**Exercise objective**
Find each line below that contains the string "girl" and copy every such line in full. Matching is case-sensitive.

**Records to use**
== == ==
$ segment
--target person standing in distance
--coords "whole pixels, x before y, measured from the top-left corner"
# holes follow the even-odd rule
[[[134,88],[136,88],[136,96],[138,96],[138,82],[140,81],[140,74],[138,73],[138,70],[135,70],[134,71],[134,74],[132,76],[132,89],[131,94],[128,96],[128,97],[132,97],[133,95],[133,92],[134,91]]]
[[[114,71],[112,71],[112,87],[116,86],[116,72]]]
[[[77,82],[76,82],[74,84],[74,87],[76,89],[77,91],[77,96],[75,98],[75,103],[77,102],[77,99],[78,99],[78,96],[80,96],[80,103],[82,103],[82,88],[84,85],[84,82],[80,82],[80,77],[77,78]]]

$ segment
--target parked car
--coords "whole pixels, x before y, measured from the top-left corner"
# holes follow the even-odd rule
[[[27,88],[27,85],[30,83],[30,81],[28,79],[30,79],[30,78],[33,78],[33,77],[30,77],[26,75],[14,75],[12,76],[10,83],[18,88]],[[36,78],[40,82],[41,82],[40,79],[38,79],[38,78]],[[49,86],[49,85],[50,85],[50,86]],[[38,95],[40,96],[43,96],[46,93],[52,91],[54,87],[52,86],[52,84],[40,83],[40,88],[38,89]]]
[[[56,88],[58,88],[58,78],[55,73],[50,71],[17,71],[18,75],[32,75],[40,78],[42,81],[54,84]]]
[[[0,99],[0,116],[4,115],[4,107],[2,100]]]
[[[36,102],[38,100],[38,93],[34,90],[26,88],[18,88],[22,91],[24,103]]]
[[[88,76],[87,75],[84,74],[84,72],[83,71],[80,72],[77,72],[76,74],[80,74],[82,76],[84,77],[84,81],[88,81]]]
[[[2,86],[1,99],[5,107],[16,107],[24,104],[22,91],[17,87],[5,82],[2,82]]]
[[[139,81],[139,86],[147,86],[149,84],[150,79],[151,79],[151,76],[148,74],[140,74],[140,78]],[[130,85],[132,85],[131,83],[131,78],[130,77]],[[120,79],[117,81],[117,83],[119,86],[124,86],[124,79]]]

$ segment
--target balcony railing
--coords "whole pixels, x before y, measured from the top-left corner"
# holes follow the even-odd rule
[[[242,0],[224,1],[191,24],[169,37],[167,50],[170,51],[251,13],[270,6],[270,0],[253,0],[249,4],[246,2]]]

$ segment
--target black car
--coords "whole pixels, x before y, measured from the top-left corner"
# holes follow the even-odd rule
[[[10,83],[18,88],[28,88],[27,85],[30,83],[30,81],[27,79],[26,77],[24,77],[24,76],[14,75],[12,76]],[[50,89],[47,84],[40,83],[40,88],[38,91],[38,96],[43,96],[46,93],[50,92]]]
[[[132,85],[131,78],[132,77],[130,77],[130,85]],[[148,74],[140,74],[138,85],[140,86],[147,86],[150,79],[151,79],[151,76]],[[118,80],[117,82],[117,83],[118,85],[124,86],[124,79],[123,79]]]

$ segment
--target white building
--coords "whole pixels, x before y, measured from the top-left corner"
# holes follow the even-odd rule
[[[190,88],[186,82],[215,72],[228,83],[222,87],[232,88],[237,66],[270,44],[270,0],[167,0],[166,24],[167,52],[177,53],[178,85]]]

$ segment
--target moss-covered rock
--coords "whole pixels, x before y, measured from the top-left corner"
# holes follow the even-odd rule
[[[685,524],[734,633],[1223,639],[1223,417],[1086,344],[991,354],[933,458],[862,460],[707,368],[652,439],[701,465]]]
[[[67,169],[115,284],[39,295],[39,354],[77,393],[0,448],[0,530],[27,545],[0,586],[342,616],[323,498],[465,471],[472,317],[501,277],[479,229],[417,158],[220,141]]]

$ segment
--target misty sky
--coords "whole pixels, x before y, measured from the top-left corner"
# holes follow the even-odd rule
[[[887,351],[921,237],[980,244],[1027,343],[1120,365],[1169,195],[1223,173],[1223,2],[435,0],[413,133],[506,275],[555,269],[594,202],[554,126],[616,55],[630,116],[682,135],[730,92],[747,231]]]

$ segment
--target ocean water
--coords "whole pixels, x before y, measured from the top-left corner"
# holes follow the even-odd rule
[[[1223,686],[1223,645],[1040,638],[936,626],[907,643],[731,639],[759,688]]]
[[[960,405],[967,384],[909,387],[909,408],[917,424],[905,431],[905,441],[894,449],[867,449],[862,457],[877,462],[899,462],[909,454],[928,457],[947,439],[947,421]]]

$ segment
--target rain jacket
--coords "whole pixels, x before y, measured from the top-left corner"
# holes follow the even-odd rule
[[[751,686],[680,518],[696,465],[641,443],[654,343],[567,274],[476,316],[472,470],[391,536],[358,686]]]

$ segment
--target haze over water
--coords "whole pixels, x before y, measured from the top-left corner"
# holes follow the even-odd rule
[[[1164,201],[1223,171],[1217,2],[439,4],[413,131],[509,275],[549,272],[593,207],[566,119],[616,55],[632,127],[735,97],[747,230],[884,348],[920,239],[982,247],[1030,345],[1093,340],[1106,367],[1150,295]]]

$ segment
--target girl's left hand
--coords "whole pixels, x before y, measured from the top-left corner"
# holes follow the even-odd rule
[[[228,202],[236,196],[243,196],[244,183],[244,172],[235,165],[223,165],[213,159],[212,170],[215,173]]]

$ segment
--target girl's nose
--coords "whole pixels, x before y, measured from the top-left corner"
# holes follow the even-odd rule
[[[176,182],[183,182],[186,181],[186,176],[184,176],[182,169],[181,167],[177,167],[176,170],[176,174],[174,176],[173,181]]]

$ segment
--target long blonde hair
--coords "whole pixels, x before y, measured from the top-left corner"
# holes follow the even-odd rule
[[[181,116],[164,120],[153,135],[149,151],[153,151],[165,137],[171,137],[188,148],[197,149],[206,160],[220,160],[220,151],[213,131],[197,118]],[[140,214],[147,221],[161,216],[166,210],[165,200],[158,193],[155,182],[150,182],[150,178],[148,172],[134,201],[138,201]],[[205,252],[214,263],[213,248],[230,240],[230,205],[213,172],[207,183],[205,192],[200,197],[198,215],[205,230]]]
== == ==
**Answer to the problem**
--target girl's left hand
--target girl's nose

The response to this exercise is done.